Einträge zur Markierung von Objektpositionen:
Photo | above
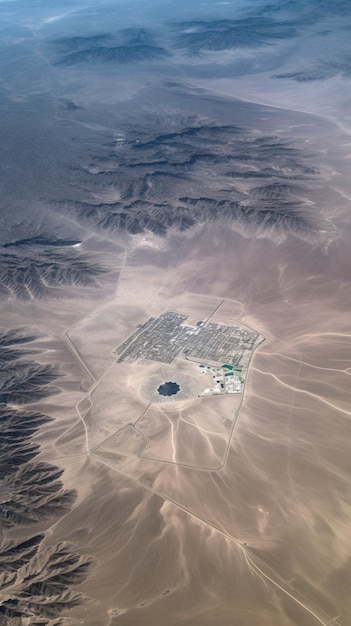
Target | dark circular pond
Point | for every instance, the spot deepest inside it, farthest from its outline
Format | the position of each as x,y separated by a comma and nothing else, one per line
168,389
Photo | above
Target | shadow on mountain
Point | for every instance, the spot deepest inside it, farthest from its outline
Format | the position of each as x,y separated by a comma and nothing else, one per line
40,588
128,46
263,184
320,71
35,580
216,35
36,268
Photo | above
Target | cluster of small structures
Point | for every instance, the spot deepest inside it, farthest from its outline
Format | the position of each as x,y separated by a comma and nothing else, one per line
165,337
226,379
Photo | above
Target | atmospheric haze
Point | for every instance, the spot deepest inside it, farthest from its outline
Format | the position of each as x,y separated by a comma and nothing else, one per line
175,313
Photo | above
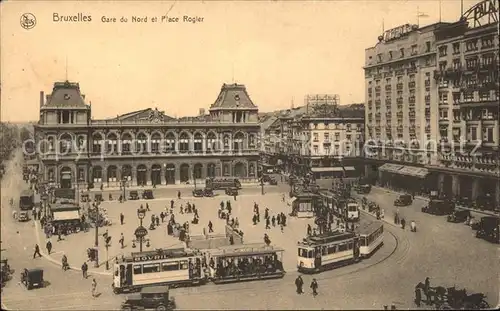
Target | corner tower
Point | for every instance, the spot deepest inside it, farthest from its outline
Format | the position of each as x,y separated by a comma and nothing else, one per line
234,105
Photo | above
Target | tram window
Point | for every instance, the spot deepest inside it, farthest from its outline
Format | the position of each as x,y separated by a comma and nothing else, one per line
137,269
151,268
184,265
342,247
170,266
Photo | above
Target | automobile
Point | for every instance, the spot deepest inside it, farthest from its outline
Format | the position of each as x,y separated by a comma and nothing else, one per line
198,193
363,189
133,195
32,278
488,229
403,200
147,194
232,191
439,207
460,215
153,297
23,216
207,192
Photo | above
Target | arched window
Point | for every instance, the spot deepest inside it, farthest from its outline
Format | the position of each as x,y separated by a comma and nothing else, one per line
126,143
212,142
184,143
155,142
65,143
112,143
141,143
198,143
97,143
170,142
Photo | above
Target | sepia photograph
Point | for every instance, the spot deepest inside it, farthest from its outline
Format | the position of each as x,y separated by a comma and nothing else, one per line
141,140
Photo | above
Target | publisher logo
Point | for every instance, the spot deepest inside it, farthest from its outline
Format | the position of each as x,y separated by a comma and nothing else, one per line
28,21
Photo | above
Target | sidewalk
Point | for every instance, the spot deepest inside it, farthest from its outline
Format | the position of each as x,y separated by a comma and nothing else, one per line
425,199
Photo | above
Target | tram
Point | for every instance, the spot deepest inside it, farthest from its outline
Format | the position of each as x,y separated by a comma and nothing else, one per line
240,263
327,251
371,238
174,267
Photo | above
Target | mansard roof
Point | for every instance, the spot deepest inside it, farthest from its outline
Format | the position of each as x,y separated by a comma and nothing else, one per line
233,97
65,95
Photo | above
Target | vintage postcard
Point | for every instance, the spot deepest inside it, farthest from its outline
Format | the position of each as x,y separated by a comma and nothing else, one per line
249,155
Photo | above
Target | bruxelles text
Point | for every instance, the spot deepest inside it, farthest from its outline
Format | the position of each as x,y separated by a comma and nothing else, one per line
339,148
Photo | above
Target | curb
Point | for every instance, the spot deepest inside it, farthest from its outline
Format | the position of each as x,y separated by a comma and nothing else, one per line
427,200
49,258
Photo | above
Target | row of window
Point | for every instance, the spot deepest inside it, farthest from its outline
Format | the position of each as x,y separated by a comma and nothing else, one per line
161,267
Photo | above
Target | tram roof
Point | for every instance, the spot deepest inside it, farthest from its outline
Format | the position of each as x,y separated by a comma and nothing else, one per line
245,250
328,237
370,227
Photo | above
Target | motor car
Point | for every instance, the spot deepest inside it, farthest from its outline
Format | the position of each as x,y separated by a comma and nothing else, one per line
154,297
133,195
232,191
460,215
23,216
197,193
488,229
439,207
147,194
32,278
207,192
403,200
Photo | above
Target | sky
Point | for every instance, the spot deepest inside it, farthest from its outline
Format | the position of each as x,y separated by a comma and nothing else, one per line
280,50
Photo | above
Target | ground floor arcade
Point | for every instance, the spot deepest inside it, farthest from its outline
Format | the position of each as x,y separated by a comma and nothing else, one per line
422,180
138,172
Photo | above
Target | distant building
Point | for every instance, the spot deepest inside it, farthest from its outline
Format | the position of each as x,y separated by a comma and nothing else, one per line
145,147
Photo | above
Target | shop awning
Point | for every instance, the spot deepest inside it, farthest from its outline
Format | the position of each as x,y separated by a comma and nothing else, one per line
391,168
66,215
326,169
419,172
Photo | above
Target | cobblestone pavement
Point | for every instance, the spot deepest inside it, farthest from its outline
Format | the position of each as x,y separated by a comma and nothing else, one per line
448,253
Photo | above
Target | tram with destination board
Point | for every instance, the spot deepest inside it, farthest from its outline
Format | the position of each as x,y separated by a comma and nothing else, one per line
334,249
240,263
371,238
173,267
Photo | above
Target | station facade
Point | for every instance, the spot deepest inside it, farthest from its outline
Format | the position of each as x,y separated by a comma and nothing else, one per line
145,147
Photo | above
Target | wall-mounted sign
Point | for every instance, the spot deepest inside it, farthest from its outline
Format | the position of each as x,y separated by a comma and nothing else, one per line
483,13
397,32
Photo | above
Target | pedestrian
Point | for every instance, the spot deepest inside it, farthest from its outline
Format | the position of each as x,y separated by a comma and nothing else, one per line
94,288
48,246
85,268
37,251
298,284
314,287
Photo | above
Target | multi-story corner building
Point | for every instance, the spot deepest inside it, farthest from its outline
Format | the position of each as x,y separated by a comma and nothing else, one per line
401,117
145,147
467,78
326,140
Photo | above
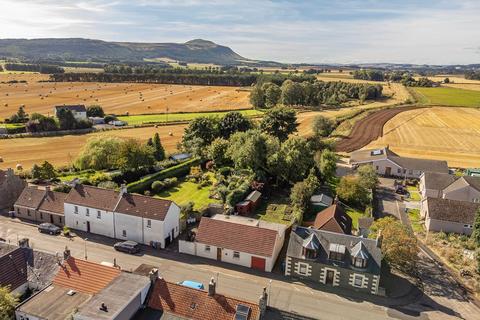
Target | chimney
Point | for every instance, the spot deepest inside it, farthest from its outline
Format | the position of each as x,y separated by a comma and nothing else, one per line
211,287
66,253
379,239
262,303
153,275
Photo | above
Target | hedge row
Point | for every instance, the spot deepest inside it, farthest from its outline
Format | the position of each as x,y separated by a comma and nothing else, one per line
178,171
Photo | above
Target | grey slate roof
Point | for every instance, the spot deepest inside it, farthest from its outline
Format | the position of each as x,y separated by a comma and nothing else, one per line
438,181
452,210
326,239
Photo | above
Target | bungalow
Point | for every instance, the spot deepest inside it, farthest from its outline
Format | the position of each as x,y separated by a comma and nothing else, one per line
446,215
41,205
121,215
334,259
239,240
79,111
388,163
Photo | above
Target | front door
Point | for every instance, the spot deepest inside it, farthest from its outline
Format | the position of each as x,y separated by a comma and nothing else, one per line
388,171
330,276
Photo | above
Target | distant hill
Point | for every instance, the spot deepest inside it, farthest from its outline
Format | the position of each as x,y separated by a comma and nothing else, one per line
78,49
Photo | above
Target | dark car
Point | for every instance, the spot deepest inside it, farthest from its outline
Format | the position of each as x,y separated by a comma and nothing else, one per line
49,228
127,246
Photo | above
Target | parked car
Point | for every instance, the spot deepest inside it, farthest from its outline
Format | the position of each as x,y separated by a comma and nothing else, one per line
49,228
127,246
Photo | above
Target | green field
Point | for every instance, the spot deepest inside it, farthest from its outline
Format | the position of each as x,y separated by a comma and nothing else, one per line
447,96
158,118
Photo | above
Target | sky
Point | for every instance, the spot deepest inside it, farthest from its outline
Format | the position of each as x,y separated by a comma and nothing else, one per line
346,31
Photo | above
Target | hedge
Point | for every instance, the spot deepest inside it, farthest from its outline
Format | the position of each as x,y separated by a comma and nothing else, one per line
180,170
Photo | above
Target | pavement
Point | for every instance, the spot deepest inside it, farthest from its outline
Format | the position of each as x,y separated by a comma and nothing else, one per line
444,297
306,299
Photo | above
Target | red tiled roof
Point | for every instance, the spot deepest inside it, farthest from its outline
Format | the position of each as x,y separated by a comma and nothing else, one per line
31,197
237,237
53,202
333,219
87,196
148,207
13,269
84,276
196,304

**Aufgabe**
Filtere bitte die Daten oben und behalte nur die Zeilen, die das Wort „tram“ enthalten. Gib diese Zeilen unverändert wieder.

**Ergebnis der Aufgabe**
Target | tram window
Target | tram
Target | tram roof
Target | tram with destination board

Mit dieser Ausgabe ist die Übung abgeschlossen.